Items listed in a dataset
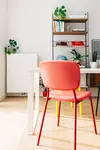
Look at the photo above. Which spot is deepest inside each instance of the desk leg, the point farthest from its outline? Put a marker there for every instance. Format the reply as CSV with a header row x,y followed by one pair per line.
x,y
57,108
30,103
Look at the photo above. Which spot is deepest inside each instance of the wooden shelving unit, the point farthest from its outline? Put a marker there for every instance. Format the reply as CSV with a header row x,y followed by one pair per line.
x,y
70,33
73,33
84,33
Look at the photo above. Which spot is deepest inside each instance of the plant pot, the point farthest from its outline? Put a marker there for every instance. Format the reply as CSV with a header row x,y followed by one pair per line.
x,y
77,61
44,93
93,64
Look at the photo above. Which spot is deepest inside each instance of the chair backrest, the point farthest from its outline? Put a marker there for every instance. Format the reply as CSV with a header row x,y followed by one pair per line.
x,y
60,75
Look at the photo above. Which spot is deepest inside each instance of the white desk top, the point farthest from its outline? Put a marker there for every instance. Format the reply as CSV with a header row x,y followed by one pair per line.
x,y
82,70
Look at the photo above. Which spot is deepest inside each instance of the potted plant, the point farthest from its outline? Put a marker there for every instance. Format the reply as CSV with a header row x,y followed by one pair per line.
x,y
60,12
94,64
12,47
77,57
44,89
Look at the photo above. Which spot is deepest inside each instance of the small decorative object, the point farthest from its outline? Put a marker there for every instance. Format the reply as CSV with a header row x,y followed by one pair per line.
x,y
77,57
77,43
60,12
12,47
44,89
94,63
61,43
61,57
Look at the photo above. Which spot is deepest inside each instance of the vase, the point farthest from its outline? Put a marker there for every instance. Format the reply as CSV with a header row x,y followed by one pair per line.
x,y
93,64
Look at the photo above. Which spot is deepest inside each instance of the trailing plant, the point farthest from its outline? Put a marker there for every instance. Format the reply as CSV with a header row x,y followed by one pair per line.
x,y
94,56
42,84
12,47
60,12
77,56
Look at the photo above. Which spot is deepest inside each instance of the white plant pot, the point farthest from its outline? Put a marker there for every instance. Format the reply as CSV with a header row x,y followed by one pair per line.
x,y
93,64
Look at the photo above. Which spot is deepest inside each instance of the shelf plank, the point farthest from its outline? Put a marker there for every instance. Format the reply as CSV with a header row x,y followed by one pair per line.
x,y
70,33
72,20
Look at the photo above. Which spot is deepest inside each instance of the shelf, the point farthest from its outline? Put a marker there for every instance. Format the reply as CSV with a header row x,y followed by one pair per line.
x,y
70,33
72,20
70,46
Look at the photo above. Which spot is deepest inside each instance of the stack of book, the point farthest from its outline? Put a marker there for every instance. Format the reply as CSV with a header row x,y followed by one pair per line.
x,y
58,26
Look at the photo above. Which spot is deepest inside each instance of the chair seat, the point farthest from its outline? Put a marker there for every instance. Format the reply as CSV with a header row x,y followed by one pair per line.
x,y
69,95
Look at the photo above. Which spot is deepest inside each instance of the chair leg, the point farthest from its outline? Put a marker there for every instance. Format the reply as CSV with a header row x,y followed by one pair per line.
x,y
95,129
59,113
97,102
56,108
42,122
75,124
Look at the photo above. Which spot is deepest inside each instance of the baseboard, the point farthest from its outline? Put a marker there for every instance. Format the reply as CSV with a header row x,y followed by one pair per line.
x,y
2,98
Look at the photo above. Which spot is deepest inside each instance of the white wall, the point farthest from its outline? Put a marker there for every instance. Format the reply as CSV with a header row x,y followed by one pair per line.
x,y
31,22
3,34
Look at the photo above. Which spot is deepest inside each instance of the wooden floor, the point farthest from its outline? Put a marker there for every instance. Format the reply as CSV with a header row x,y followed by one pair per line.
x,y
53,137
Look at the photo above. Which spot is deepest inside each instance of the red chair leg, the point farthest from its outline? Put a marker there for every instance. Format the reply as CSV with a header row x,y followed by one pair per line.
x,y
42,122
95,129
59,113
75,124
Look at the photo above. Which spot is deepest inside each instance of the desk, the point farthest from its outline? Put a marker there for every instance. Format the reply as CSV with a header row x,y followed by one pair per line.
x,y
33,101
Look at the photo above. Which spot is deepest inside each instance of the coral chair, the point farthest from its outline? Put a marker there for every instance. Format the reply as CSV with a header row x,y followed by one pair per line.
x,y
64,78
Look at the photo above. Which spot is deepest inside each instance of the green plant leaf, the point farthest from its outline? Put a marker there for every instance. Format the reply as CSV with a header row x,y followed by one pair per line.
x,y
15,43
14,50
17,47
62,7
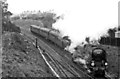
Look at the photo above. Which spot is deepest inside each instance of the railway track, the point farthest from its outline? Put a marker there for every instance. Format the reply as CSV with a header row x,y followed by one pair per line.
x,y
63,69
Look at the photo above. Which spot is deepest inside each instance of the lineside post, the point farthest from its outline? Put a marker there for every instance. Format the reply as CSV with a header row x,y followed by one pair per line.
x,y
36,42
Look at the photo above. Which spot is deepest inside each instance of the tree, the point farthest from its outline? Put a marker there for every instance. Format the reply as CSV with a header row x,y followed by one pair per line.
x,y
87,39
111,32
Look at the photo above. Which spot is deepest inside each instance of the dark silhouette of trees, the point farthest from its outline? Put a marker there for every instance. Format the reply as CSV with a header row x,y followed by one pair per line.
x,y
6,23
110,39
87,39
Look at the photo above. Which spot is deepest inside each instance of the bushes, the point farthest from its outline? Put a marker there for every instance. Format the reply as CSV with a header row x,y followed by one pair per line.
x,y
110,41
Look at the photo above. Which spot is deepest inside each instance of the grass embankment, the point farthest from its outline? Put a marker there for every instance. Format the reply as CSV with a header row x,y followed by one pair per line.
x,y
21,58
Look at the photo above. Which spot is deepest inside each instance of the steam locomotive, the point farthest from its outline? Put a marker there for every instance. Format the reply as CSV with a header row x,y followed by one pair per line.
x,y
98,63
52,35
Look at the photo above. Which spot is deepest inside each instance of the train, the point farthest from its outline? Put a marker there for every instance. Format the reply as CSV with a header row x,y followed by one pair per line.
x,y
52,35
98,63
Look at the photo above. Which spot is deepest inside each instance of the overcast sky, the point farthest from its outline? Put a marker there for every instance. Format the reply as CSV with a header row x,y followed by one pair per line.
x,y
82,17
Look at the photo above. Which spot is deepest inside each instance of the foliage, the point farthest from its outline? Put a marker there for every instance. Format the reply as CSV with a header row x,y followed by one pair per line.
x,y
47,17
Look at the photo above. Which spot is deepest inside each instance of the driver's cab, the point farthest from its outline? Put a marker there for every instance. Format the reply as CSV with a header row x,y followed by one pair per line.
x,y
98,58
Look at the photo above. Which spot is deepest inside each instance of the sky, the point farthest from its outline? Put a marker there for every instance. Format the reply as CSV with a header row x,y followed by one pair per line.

### REQUIREMENT
Pictures are excluded; copy all other data exactly as shown.

### OUTPUT BELOW
Look at the photo above. Which spot is deepest inside each instance of the desk leg, the point farthest from its outline? Put a marker there for every instance. Format the reply as CSV with a header row x,y followed by one pair per line.
x,y
57,108
30,103
Look at the photo above. Which spot is deepest inside each instance of the wooden shelving unit, the point farthest from its outline? Put a marker there for every instance. Format the reply as CSV with a header row x,y followed by one pair per line.
x,y
70,33
73,33
84,33
Look at the photo above. Which spot is deepest inside each instance of the plant pot, the point farthest from its outline? Put a marker there for every instance. Format the reply as CSV with a header row x,y followed by one pair per line.
x,y
77,61
44,93
93,64
Look at the photo above. Which spot is deepest inside each instance of the chair backrest, the point farthest from its outline? Put a marker there for every instance. Format the reply as CSV with a header row x,y followed by one pair per line.
x,y
60,75
Look at the photo above. Which spot is deepest inside each instance of the white desk top, the point farthest from its outline? Put a marker there for every instance. Format the reply as CSV with a header row x,y followed by one pair per line.
x,y
82,70
Look at the photo above. Which spot is deepest inside each instance of the potted plant, the point farthest from its outline? Put a marker there for every instance. Format the reply as CSV with a header row x,y followed by one pair per line.
x,y
60,12
94,64
12,47
77,57
44,89
Look at the photo above. Which spot is deepest inside each instance of the small decorative object, the point farthest from its outline? Put a marker there for every instance. Format the reply as CSV with a header row x,y followed by one pair per line.
x,y
77,57
77,43
60,12
12,47
44,89
94,63
61,43
61,57
Look at the photo above. Which spot is deepest inside each instance of the vase, the point farthest from its outline? Put a marker there for every instance. Format the reply as CSV with a header row x,y followed by one pair per line.
x,y
93,64
Look at the photo above. Which spot is deepest inside each instance of the trailing plant, the point farthest from its outline? Put a marker there for every instance. Format the reply as CSV with a header row x,y followed by one pair per line.
x,y
94,56
42,84
12,47
60,12
77,56
Look at the photo above. Which spot is deepest inside each instance of the white plant pot, the point farthest from its outline? Put a marker there for every instance. Format the reply as CSV with a header row x,y followed by one pair per line.
x,y
93,64
Look at the photo above. Which spot is deepest inside each instance of the shelf plank, the point farthest from its outline? Put a marker there for every instance. Format the reply as CSV with a header row x,y followed by one pair per line.
x,y
70,33
72,20
Look at the photo above. Which spot is deepest inside each instance of the shelf, the point farthest from its outline? Put a marker there for every instance. Format the reply as CSV with a header row x,y followed by one pair per line.
x,y
70,33
72,20
70,46
Look at the photo above. Which spot is deepest inside each instance of the stack of book, the point farthest from its outline? Put a marker there for every instance. Format the reply as CSV with a header row x,y followed by one pair per line.
x,y
58,26
Look at the photo above. Which spot is deepest inside each instance of the chair seat, the point farthest from its outline? Put a marker there for every instance. Format the reply as CSV with a header row x,y followed by one pair per line.
x,y
69,95
Look at the photo above. Which spot is deepest inside each instance of the chair leg, the point farthest from its outline? Put a marker there for every instance. Format the reply as CSV with a header row x,y followed by one pair per line.
x,y
95,129
59,113
97,102
56,108
42,122
75,124
Look at the photo above. Which spot is deepest inside each instance of the baseboard, the point farthest from its outline? Put a marker there for every instance. Format the reply as CSV with a header row x,y followed by one pair per line.
x,y
2,98
Look at the photo above. Which spot is deepest inside each instance of the white wall, the point farthest from its outline? Put a marker there for every instance. Format the reply as CSV with a header row x,y followed by one pair per line.
x,y
31,22
3,34
Look at the photo above. Which spot is deepest inside each instance of the wooden floor, the point farthest from its outline? Put a marker there for every instance. Format the reply as CSV with a header row x,y followed by one pair per line.
x,y
53,137
Look at the photo above. Which spot is deepest inside each instance of the red chair leg, the point farthest from its outline? Put a marker there for every instance. Format the reply as CSV with a header row x,y followed by one pair per line.
x,y
42,122
95,129
59,113
75,124
Look at the photo above. Which spot is deepest inside each instance of the desk, the point farthest from its outline? Put a marker there for every instance. Format the reply as CSV with a header row x,y followed by one pair per line.
x,y
33,101
Look at the photo above. Which spot is deepest inside each instance of the coral chair, the point farthest from its outline? Put a marker there for every instance. Format the reply as CSV with a header row x,y followed by one pair per line.
x,y
64,78
Look at the photo above. Which spot is deepest inside each instance of the green plant leaf, the point farthest from its outline? Put a marker there for every instance. Format the reply as CSV with a header row x,y followed by one pair per line.
x,y
15,43
14,50
17,47
62,7
Look at the photo above. Which spot is deepest inside each instance of the railway track, the point farthest from its outline? Put a marker there for every instance. Format the reply as CSV with a header row x,y followed by one pair per line.
x,y
63,69
Look at the photo above. Which spot is deepest inside each instance of the lineside post, the point farthest from its outline? Put a marker there for every instance. Format the reply as CSV with a header row x,y followed by one pair per line.
x,y
36,42
Look at the photo above. Which spot is deepest inside each instance of the tree, the point farthest from its outline? Put a marker there for every instance. Format the reply as CSV with a header row x,y followed by one pair per line.
x,y
87,39
111,32
Look at the photo above. Which spot is deepest inside each instance of the dark silhouette of trees, the point farthest from its outline? Put a marker there for every instance. Format the reply as CSV with a header row x,y followed by one pair per line.
x,y
6,23
110,39
87,39
Look at the photo above. Which spot is deepest inside each instance of the bushes, the point farthest from its outline? Put a marker there for every instance. Format the reply as CSV with a header row x,y followed by one pair per line.
x,y
110,41
Look at the photo above. Which spot is deepest inside each instance of the grass embankment, the point farthest from its outline? Put a marker there for every instance. Format the reply as CSV with a header row x,y followed by one pair per line.
x,y
21,58
Look at the photo above. Which spot is deepest inside each instance of the steam locomotive, the point farthest from its outline? Put a marker there for every instance. Format the reply as CSV with a header row x,y followed by one pair per line.
x,y
98,63
52,35
Look at the photo above. Which spot is deepest inside each instance of the train, the point farthest from its outline? Put a marker there for every instance. Format the reply as CSV with a header row x,y followed by one pair per line.
x,y
52,35
98,63
Look at the photo above. Which spot is deepest inside each instance of the overcast sky, the point farthest from its outline? Put a marker there for every instance. Format the reply as CSV with a header row x,y followed by one pair per line.
x,y
82,17
Look at the photo above. Which spot is deepest inside each instance of the foliage, the point farthest from its outline? Put a marker there for every instance. Format the reply as CSV with a header row x,y followed by one pair per line.
x,y
47,17
Look at the photo above. Which spot is deepest inside each instance of the driver's cab, the point farthest from its outline? Put a marker there for every instance. Format the reply as CSV with a header row x,y followed by one pair per line.
x,y
98,58
Look at the photo above. Which spot is deepest inside each instance of the sky, the point farthest from its outline? Put a marker there for every instance. Format the reply as CSV with a header row x,y followed by one pair per line.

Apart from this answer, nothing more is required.